Stored items:
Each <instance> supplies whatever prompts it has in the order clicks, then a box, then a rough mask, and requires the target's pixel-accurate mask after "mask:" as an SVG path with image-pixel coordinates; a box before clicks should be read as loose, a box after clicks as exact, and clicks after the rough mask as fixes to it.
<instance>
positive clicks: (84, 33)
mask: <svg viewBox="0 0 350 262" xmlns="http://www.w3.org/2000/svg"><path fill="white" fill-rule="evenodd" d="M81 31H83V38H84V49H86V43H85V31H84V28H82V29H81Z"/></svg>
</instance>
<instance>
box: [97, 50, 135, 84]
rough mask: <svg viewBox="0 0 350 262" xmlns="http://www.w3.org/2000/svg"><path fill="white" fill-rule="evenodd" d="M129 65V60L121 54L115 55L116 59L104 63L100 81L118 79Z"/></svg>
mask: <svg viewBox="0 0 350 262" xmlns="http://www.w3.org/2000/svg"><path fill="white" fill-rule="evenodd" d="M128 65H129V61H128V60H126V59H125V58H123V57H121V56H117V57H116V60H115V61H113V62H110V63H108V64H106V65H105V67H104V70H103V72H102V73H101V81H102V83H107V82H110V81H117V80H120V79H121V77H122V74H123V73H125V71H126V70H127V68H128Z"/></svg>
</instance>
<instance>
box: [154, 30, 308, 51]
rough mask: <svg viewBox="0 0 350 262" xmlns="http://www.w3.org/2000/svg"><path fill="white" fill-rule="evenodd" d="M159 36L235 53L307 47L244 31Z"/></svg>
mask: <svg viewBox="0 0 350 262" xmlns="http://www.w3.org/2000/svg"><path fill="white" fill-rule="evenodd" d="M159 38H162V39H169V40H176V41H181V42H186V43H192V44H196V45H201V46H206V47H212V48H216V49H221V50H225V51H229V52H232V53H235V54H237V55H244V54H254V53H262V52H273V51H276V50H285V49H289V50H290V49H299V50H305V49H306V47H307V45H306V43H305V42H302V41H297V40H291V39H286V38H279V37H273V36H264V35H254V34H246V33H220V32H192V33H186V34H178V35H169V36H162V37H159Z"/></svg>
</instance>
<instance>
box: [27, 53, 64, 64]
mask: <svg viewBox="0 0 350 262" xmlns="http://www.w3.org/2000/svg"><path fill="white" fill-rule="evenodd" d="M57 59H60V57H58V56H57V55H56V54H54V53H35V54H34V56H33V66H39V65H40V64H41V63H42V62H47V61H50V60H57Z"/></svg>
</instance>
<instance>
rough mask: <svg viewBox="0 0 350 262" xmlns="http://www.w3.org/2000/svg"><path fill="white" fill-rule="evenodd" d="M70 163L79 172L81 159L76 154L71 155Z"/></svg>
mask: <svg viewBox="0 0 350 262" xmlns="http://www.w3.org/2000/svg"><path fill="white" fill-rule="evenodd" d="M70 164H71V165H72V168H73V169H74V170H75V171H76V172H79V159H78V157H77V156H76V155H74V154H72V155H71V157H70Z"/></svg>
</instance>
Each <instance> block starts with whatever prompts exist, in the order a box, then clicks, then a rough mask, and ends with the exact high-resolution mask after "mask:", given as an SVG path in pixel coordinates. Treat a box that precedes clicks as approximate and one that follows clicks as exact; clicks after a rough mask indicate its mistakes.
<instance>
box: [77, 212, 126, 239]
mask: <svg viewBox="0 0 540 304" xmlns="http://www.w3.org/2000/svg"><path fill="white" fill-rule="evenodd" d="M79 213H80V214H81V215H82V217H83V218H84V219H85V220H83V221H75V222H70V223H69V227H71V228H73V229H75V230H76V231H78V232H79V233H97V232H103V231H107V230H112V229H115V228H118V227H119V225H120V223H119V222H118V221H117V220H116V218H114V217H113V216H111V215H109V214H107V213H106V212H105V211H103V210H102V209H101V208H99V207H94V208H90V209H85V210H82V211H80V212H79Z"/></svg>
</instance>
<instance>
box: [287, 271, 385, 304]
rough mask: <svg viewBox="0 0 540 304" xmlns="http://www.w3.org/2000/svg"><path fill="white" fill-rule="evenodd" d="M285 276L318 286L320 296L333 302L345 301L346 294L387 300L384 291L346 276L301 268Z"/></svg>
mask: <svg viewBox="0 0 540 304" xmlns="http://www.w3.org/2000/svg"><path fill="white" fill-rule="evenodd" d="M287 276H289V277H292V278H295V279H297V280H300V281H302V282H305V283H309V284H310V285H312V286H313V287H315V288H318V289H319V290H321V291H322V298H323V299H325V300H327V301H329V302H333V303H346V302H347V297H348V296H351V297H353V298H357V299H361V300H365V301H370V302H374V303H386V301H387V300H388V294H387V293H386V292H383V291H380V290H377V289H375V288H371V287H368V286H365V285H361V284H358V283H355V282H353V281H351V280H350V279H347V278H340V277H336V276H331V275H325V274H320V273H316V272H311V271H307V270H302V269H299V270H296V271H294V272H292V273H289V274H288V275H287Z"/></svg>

**EXERCISE PROMPT**:
Every record above must be duplicated exactly.

**COMPLETED TASK**:
Each <instance> supplies whatever prompts it has in the order clicks, then a box, then a rough mask, and requires the target's pixel-accurate mask after "mask:" as an SVG path with image-pixel coordinates; a box before clicks should be read as loose, a box after clicks as exact, and clicks after the rough mask as fixes to it.
<instance>
positive clicks: (84, 33)
mask: <svg viewBox="0 0 350 262" xmlns="http://www.w3.org/2000/svg"><path fill="white" fill-rule="evenodd" d="M81 31H83V38H84V49H86V43H85V31H84V28H82V29H81Z"/></svg>
</instance>
<instance>
box: [97, 50, 135, 84]
rough mask: <svg viewBox="0 0 350 262" xmlns="http://www.w3.org/2000/svg"><path fill="white" fill-rule="evenodd" d="M129 65V60L121 54L115 55L116 59L104 63L100 81L118 79Z"/></svg>
mask: <svg viewBox="0 0 350 262" xmlns="http://www.w3.org/2000/svg"><path fill="white" fill-rule="evenodd" d="M128 65H129V61H128V60H126V59H125V58H123V57H121V56H117V57H116V60H115V61H113V62H110V63H108V64H106V65H105V67H104V70H103V72H102V73H101V81H102V83H107V82H110V81H117V80H120V79H121V77H122V74H123V73H125V71H126V70H127V68H128Z"/></svg>
</instance>
<instance>
box: [154, 30, 308, 51]
rough mask: <svg viewBox="0 0 350 262" xmlns="http://www.w3.org/2000/svg"><path fill="white" fill-rule="evenodd" d="M159 36L235 53L307 47L244 31Z"/></svg>
mask: <svg viewBox="0 0 350 262" xmlns="http://www.w3.org/2000/svg"><path fill="white" fill-rule="evenodd" d="M159 38H162V39H169V40H176V41H181V42H186V43H192V44H196V45H201V46H206V47H212V48H216V49H221V50H225V51H229V52H232V53H235V54H237V55H244V54H254V53H262V52H273V51H276V50H285V49H289V50H290V49H299V50H305V49H306V47H307V45H306V43H305V42H302V41H297V40H291V39H286V38H279V37H273V36H264V35H254V34H246V33H220V32H192V33H186V34H178V35H169V36H162V37H159Z"/></svg>
</instance>
<instance>
box: [27, 53, 64, 64]
mask: <svg viewBox="0 0 350 262" xmlns="http://www.w3.org/2000/svg"><path fill="white" fill-rule="evenodd" d="M57 59H60V57H58V56H57V55H56V54H54V53H35V54H34V56H33V66H39V65H40V64H41V63H42V62H47V61H50V60H57Z"/></svg>
</instance>
<instance>
rough mask: <svg viewBox="0 0 350 262" xmlns="http://www.w3.org/2000/svg"><path fill="white" fill-rule="evenodd" d="M70 163L79 172L81 159L76 154L71 155Z"/></svg>
mask: <svg viewBox="0 0 350 262" xmlns="http://www.w3.org/2000/svg"><path fill="white" fill-rule="evenodd" d="M70 164H71V165H72V168H73V169H74V170H75V171H76V172H79V159H78V157H77V156H76V155H74V154H72V155H71V157H70Z"/></svg>
</instance>
Each <instance> block starts with whatever prompts exist, in the order a box, then clicks, then a rough mask, and ends with the exact high-resolution mask after "mask:", given as an SVG path in pixel coordinates. Treat a box that precedes clicks as approximate and one that follows clicks as exact; clicks after a rough mask indicate its mistakes.
<instance>
box: [77, 212, 126, 239]
mask: <svg viewBox="0 0 540 304" xmlns="http://www.w3.org/2000/svg"><path fill="white" fill-rule="evenodd" d="M79 213H80V214H81V215H82V217H83V218H84V219H85V220H83V221H75V222H70V223H69V227H71V228H73V229H75V230H76V231H78V232H79V233H97V232H103V231H107V230H112V229H115V228H118V227H119V225H120V223H119V222H118V221H117V220H116V218H114V217H113V216H111V215H109V214H107V213H106V212H105V211H103V210H102V209H101V208H99V207H94V208H90V209H85V210H82V211H80V212H79Z"/></svg>
</instance>
<instance>
box: [287, 271, 385, 304]
rough mask: <svg viewBox="0 0 540 304" xmlns="http://www.w3.org/2000/svg"><path fill="white" fill-rule="evenodd" d="M285 276L318 286L320 296L333 302L345 301L346 294L387 300L384 291L346 276L301 268Z"/></svg>
mask: <svg viewBox="0 0 540 304" xmlns="http://www.w3.org/2000/svg"><path fill="white" fill-rule="evenodd" d="M287 276H289V277H292V278H295V279H297V280H300V281H302V282H305V283H309V284H310V285H312V286H313V287H315V288H318V289H319V290H321V291H322V298H323V299H325V300H327V301H329V302H333V303H346V302H347V297H348V296H351V297H353V298H357V299H361V300H365V301H370V302H374V303H386V301H387V300H388V294H387V293H386V292H383V291H380V290H377V289H375V288H371V287H368V286H365V285H361V284H358V283H355V282H353V281H351V280H350V279H347V278H340V277H336V276H331V275H325V274H320V273H316V272H311V271H307V270H302V269H299V270H296V271H294V272H292V273H289V274H288V275H287Z"/></svg>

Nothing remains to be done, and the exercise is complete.